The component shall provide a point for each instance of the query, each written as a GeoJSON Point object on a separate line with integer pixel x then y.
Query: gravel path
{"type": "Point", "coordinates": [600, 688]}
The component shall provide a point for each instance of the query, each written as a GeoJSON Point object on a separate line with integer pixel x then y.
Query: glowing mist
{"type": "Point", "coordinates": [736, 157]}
==
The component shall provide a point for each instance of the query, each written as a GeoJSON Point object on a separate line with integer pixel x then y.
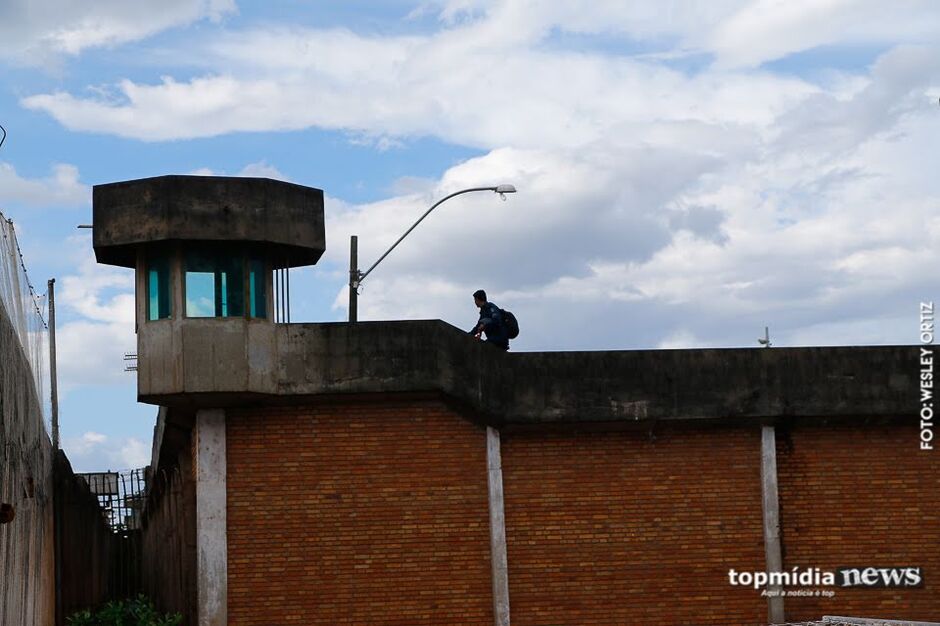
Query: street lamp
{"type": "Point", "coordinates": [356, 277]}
...
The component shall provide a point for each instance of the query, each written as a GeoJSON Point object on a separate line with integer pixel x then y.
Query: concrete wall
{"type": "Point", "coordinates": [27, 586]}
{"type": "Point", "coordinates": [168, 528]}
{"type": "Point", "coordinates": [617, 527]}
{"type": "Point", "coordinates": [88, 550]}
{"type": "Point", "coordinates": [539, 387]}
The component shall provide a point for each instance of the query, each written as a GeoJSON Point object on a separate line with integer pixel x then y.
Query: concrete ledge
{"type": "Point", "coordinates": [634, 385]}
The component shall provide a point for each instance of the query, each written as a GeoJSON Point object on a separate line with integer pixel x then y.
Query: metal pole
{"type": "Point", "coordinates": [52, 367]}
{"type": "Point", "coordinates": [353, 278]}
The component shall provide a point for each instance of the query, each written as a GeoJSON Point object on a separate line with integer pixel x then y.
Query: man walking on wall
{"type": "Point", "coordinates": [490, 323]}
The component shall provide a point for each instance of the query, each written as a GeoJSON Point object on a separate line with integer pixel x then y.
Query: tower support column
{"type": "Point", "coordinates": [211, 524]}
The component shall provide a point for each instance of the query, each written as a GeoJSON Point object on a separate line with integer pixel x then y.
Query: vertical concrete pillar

* [EXERCISE INSTRUCTIONS]:
From the listing above, repeat exactly the lines starting at the line that includes "Query: man walking on wall" and ending at the line that includes "Query: vertical concrete pillar", with nothing outside that span.

* [SOLUTION TO THE PROBLEM]:
Query: man walking on wall
{"type": "Point", "coordinates": [490, 323]}
The component shall provide a point for each instance of the query, each written as a GeoJSON Point object on a separate line with integer pixel x then y.
Query: tower support column
{"type": "Point", "coordinates": [211, 524]}
The component shall provide a point for each instance of the query, each written as a GeoJSON Point object on a separate line with integer pixel x then y.
Query: vertical concrete pillar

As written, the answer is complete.